Provided passage.
2010 Pan American Youth Championship

Tournament details
- Host country: Mexico
- City: Hermosillo
- Dates: 7–13 February
- Teams: 5

Final positions
- Champions: Argentina (1st title)
- Runner-up: United States
- Third place: Chile

Tournament statistics
- Matches played: 12
- Goals scored: 49 (4.08 per match)
- Top scorer(s): Nicolás Cicileo Vicente Martín (4 goals)
- Best player: Nicolás Cicileo

= 2010 Pan American Youth Championship (boys' field hockey) =

The 2010 Pan American Youth Championship was the first edition of the Pan American Youth Championship, an international under–18 field hockey competition. The boys' tournament was held in Hermosillo, Mexico, from 7–13 February.

The tournament also served as a direct qualifier for the 2010 Summer Youth Olympics. Argentina defeated the United States 2–1 in the final to become champions, while Chile won the third-place playoff against Canada 5–1.

==Umpires==
The following umpires were appointed by the Pan American Hockey Federation to officiate the tournament:

- Albert Marcano (TTO)

Entries from a point annotation dataset:
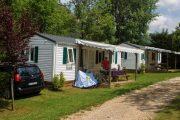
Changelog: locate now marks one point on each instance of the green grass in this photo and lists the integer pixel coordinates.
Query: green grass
(171, 112)
(52, 105)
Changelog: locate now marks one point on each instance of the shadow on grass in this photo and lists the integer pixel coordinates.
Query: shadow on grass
(4, 104)
(173, 106)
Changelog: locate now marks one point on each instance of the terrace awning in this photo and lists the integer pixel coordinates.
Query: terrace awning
(157, 49)
(129, 50)
(98, 45)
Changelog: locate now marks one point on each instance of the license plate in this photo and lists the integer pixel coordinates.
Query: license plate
(33, 83)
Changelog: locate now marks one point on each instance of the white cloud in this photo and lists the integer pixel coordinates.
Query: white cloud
(163, 22)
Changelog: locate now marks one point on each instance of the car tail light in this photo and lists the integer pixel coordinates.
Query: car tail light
(17, 78)
(42, 75)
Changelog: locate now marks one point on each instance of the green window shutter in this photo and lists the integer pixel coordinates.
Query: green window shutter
(65, 55)
(100, 57)
(142, 56)
(122, 54)
(36, 54)
(74, 49)
(103, 55)
(125, 55)
(116, 57)
(97, 57)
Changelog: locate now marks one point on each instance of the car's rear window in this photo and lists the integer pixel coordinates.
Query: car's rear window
(28, 70)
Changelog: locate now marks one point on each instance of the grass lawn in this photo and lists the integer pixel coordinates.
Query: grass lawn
(52, 105)
(171, 112)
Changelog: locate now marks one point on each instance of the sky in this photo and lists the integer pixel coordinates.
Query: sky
(169, 15)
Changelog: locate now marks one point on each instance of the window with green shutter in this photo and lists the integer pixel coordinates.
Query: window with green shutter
(125, 55)
(36, 54)
(142, 56)
(97, 57)
(116, 57)
(65, 55)
(74, 49)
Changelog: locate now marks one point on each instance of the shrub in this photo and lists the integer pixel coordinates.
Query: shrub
(4, 82)
(58, 81)
(143, 68)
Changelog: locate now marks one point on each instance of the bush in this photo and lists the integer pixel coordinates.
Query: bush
(143, 68)
(58, 81)
(4, 82)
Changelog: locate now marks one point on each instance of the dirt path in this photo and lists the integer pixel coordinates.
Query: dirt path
(137, 105)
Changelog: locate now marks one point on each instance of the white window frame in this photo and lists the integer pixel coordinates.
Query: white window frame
(68, 60)
(32, 47)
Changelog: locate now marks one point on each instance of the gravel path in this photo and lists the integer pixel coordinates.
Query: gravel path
(136, 105)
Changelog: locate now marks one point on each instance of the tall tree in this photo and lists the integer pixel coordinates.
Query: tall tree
(176, 39)
(162, 39)
(94, 19)
(14, 34)
(132, 19)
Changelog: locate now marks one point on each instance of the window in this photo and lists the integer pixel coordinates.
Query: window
(142, 56)
(70, 56)
(33, 54)
(124, 55)
(153, 56)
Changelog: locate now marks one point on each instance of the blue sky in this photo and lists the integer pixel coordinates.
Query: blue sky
(169, 15)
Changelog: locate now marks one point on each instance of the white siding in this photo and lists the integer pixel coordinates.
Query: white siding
(45, 55)
(129, 63)
(60, 67)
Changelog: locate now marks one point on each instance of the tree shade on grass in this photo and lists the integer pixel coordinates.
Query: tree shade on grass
(171, 112)
(54, 105)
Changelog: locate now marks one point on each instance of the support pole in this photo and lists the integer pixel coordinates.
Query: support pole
(167, 64)
(136, 57)
(175, 62)
(110, 62)
(12, 93)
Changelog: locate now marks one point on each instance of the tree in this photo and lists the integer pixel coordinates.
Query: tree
(14, 34)
(162, 40)
(132, 19)
(94, 20)
(51, 17)
(176, 38)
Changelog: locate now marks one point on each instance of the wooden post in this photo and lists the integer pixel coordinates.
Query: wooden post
(12, 93)
(175, 62)
(167, 64)
(147, 60)
(110, 62)
(136, 57)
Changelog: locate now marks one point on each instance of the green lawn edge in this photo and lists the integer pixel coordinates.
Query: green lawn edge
(55, 105)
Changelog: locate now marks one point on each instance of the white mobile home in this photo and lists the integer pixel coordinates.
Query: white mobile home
(128, 59)
(55, 54)
(151, 57)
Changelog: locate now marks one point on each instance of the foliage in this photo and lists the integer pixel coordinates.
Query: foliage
(14, 34)
(51, 17)
(56, 105)
(132, 19)
(162, 40)
(58, 81)
(94, 20)
(4, 81)
(170, 112)
(143, 68)
(176, 39)
(167, 40)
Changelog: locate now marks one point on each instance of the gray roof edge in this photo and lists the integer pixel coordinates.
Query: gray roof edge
(39, 34)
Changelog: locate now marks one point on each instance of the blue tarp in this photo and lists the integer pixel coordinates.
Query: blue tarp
(85, 80)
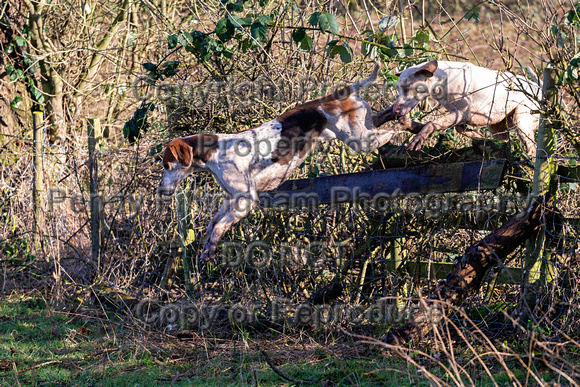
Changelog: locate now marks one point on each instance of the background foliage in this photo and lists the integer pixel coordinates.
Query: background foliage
(154, 70)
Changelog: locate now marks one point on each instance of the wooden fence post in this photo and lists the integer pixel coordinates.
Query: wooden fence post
(94, 138)
(537, 272)
(183, 216)
(38, 185)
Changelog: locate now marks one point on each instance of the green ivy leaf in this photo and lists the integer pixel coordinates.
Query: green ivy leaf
(172, 42)
(259, 32)
(264, 19)
(16, 102)
(331, 48)
(345, 53)
(313, 20)
(388, 23)
(327, 22)
(224, 30)
(306, 43)
(20, 41)
(298, 34)
(572, 16)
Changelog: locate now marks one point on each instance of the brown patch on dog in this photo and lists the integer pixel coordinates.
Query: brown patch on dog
(427, 69)
(184, 150)
(300, 129)
(347, 107)
(302, 125)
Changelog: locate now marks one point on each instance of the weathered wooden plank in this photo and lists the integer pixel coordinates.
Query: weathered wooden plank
(440, 270)
(381, 184)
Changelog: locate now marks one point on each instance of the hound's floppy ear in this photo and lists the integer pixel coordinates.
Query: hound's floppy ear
(181, 152)
(428, 69)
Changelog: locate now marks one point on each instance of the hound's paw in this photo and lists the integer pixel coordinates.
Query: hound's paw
(417, 142)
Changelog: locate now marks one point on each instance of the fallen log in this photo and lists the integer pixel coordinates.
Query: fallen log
(472, 267)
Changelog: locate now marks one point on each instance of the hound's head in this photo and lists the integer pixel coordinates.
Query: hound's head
(183, 156)
(414, 85)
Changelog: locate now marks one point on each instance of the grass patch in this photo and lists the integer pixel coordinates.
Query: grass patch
(43, 346)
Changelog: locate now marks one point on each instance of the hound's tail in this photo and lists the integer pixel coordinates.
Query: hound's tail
(360, 85)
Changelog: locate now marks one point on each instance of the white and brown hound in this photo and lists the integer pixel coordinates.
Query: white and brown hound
(472, 95)
(262, 158)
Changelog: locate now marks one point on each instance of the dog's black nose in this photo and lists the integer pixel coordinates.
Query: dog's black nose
(166, 191)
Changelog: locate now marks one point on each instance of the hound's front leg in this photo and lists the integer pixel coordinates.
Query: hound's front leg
(441, 123)
(231, 212)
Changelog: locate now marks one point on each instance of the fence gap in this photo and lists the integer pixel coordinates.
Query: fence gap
(94, 139)
(537, 272)
(38, 185)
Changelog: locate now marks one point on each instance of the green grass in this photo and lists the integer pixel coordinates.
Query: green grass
(41, 346)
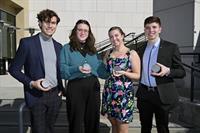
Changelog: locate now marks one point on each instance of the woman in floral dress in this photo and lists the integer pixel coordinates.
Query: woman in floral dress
(118, 94)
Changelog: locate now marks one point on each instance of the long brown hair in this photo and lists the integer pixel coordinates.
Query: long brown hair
(90, 41)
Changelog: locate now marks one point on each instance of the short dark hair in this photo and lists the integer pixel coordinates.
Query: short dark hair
(46, 15)
(116, 28)
(90, 41)
(152, 19)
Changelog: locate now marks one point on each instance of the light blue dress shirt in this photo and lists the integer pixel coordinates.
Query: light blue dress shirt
(149, 59)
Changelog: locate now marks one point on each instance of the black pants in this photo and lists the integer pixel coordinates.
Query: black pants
(45, 111)
(148, 105)
(83, 103)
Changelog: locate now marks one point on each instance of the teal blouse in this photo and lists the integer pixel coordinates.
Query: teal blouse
(71, 60)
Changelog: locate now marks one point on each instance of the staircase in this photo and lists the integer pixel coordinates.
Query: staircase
(9, 120)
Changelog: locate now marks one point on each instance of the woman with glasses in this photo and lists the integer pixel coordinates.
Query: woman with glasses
(81, 67)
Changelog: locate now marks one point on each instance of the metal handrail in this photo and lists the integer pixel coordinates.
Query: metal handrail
(193, 69)
(21, 117)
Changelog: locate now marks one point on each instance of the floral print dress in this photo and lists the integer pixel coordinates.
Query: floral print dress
(118, 97)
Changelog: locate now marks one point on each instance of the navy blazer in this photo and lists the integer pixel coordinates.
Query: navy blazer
(29, 55)
(169, 56)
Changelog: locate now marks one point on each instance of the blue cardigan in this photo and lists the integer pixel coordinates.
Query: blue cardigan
(71, 60)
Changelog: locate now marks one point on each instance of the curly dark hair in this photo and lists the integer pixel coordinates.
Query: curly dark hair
(152, 19)
(90, 41)
(116, 28)
(46, 15)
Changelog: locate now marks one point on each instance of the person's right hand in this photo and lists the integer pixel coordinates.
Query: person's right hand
(83, 70)
(36, 84)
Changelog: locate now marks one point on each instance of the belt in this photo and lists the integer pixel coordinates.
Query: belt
(149, 88)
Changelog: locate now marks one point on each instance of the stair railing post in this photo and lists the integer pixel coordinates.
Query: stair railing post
(21, 119)
(192, 84)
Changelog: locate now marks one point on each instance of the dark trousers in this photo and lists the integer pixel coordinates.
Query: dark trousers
(83, 103)
(45, 111)
(151, 105)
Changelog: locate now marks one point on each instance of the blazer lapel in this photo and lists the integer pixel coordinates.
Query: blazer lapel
(39, 50)
(161, 51)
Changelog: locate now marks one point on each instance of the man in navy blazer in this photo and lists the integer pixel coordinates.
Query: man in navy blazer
(36, 65)
(161, 63)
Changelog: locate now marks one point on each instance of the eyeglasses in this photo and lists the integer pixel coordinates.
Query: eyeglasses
(83, 30)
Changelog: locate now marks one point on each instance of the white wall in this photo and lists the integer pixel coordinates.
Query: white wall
(102, 14)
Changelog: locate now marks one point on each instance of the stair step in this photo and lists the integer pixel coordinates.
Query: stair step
(9, 120)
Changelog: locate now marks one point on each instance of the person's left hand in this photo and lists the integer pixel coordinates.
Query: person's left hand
(164, 71)
(85, 71)
(118, 73)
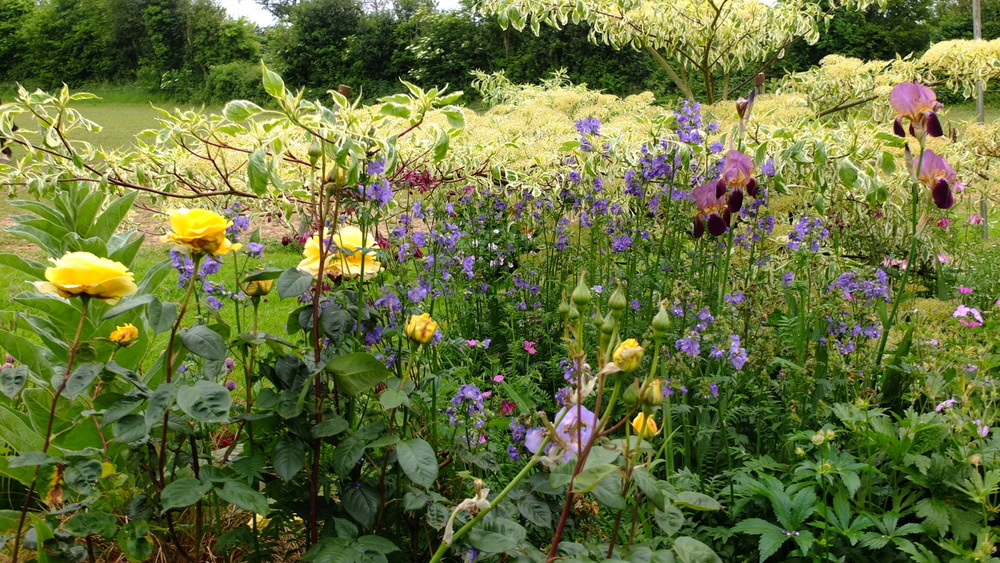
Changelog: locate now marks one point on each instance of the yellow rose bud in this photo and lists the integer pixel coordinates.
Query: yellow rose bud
(653, 395)
(82, 273)
(628, 354)
(258, 288)
(199, 231)
(421, 328)
(124, 335)
(645, 427)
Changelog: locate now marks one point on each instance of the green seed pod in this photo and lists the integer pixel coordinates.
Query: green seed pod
(617, 302)
(581, 294)
(661, 322)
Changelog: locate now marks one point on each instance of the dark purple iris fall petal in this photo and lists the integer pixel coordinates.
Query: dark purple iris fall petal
(933, 125)
(941, 192)
(735, 201)
(716, 224)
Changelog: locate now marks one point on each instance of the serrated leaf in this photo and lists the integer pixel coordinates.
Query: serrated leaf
(347, 454)
(204, 342)
(205, 401)
(697, 501)
(358, 372)
(257, 171)
(289, 457)
(182, 493)
(242, 495)
(535, 510)
(292, 283)
(81, 378)
(416, 458)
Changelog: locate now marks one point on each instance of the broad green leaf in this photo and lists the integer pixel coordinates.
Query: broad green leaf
(358, 372)
(697, 501)
(161, 315)
(535, 510)
(257, 171)
(347, 454)
(362, 504)
(587, 479)
(81, 378)
(12, 380)
(92, 523)
(205, 401)
(497, 535)
(292, 283)
(135, 541)
(243, 496)
(418, 461)
(670, 520)
(238, 110)
(289, 457)
(82, 475)
(205, 342)
(690, 550)
(183, 492)
(27, 353)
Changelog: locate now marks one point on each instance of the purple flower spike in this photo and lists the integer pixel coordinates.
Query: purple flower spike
(735, 202)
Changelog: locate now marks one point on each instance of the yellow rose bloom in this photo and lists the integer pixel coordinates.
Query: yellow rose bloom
(310, 260)
(78, 273)
(421, 328)
(645, 427)
(628, 354)
(199, 231)
(344, 257)
(349, 241)
(124, 334)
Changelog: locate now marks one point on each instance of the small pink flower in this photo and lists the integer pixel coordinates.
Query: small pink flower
(962, 311)
(507, 407)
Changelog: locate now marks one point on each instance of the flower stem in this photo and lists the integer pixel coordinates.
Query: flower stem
(443, 548)
(85, 305)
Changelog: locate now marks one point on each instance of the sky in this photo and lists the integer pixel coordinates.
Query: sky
(253, 12)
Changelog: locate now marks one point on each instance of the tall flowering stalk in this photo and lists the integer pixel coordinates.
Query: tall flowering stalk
(918, 104)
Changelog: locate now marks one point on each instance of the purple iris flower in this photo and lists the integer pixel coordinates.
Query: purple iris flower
(919, 104)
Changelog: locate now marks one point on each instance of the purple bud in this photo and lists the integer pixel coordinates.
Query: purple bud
(932, 124)
(716, 224)
(699, 227)
(897, 127)
(942, 194)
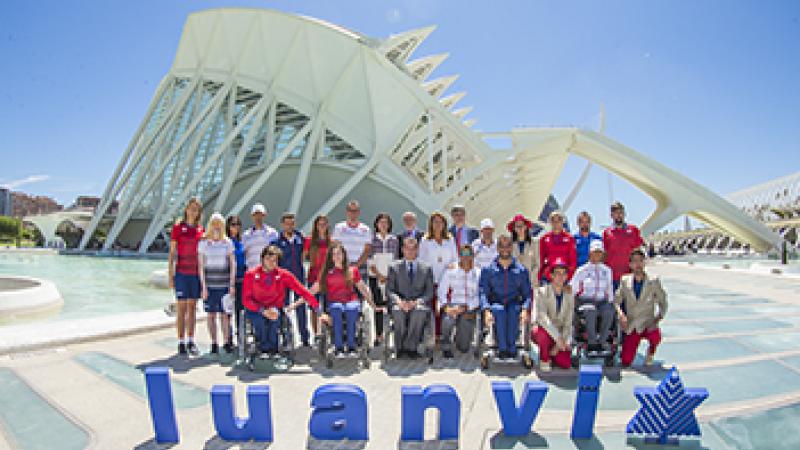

Task to complete.
According to the passage about the 2010 Pan American Youth Championship, what was the score of the final between Argentina and the United States? This data has no connection to the passage about the 2010 Pan American Youth Championship.

Exercise output.
Argentina won the final 2–1.